**Short exercise 1**
According to the passage on Hollywood's lack of African-American executives, what is Sony not providing to the task force?

LaMarre said the group plans to continue meeting well beyond an initial meeting with Pascal. Sony is not providing any funding or other resources for the task force, and it eventually will look at other Hollywood studios, networks, talent agencies, guilds and other major organizations, which also largely have a dearth of African-American executives.

Even Hollywood operations such as Sony and the Lifetime network, which both create films and TV shows targeting African-American audiences, have virtually no senior executives who are black, LaMarre said.

“Kevin Hart comedies (produced by Sony label Screen Gems) are great, but if even the chairman of the company is laughing at them, there’s an issue,” LaMarre said. “There isn’t a single senior VP or president of a major studio who is of African-American descent.”

Other issues include nurturing and developing African-American talent both in front of and behind the screen, and creating more substantive programming with African-American themes, LaMarre said.

The task force is largely focused on improving Hollywood’s record with black talent and executives for now, though groups representing women, Latinos, and gays and lesbians, among others also have long criticized the industry’s lack of diversity. LaMarre said some of those groups have made more progress, such as the many gays and lesbians in positions of power, or women such as Pascal in senior decision-making roles.

“Finding a black person (in a position of power in Hollywood) is like finding a needle in a haystack,” LaMarre said. “I think the African-American issue is more glaring. You won’t find a single African-American executive and that cannot continue.”

**Raw data**

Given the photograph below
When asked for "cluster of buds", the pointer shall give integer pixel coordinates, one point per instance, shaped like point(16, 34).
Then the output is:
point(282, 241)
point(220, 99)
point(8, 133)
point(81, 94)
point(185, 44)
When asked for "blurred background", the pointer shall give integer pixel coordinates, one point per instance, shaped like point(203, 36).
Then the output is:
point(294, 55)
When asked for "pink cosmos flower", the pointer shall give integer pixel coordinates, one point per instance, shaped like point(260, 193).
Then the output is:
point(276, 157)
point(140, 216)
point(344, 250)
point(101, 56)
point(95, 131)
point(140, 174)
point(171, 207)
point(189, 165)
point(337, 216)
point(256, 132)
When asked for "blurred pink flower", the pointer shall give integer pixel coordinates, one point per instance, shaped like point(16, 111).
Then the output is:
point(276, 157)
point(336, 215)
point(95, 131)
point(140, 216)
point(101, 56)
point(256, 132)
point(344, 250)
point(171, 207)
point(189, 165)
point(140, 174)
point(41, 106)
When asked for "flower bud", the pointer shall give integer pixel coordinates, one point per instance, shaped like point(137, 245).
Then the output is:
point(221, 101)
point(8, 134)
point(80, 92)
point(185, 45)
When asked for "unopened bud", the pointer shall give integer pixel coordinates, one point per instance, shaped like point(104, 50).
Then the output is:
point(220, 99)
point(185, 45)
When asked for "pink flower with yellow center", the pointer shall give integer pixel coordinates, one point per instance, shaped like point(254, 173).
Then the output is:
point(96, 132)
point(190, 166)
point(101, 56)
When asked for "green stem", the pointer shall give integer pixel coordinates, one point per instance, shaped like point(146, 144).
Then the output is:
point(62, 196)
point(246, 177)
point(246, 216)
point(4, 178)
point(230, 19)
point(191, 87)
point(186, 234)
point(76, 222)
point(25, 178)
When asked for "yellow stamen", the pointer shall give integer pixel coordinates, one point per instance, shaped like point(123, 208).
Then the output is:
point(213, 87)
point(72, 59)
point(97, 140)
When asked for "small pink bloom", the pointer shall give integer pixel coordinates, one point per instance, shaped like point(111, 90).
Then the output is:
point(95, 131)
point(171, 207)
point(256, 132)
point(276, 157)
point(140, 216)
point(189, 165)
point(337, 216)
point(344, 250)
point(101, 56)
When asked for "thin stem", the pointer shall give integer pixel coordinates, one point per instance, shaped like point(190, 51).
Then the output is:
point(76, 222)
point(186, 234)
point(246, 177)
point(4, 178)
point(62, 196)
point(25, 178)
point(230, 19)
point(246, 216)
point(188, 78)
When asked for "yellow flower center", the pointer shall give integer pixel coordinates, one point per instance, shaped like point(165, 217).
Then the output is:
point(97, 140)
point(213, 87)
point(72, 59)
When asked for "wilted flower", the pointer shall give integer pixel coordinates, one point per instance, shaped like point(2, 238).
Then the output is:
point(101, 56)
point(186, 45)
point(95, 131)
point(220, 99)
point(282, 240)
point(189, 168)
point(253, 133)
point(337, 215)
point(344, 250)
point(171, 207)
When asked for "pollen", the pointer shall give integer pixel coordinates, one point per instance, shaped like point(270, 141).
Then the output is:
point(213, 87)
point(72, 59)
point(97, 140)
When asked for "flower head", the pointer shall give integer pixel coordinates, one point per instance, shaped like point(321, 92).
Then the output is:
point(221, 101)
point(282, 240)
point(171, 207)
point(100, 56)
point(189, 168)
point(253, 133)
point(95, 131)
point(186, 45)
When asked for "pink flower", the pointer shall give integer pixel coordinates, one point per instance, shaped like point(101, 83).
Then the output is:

---

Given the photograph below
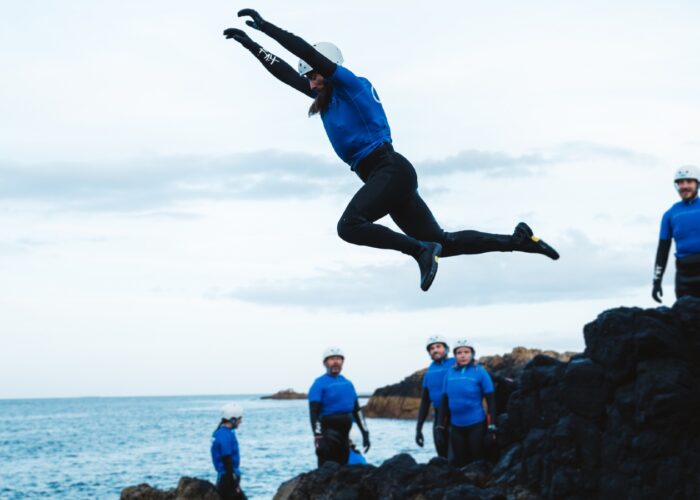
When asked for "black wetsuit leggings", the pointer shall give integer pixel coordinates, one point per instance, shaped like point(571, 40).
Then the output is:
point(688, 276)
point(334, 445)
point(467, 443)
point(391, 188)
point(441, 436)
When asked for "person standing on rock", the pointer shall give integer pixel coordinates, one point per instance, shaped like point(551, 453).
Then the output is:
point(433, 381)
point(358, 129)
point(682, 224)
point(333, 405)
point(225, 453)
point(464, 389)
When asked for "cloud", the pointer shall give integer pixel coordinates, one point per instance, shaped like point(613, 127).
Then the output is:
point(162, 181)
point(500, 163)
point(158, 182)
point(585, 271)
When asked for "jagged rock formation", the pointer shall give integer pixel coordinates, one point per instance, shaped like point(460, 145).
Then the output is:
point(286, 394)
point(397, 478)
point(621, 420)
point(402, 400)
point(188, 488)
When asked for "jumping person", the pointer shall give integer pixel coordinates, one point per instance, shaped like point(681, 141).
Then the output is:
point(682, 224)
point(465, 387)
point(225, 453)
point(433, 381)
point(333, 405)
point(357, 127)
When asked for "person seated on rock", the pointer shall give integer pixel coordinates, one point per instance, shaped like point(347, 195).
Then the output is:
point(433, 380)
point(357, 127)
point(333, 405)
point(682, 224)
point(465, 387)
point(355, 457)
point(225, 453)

**Short exercise 2**
How many lines in the rows contain the string "rock"? Reply with the number alone.

**Written solution 1**
Sony is not providing any funding or other resources for the task force.

**Written solution 2**
3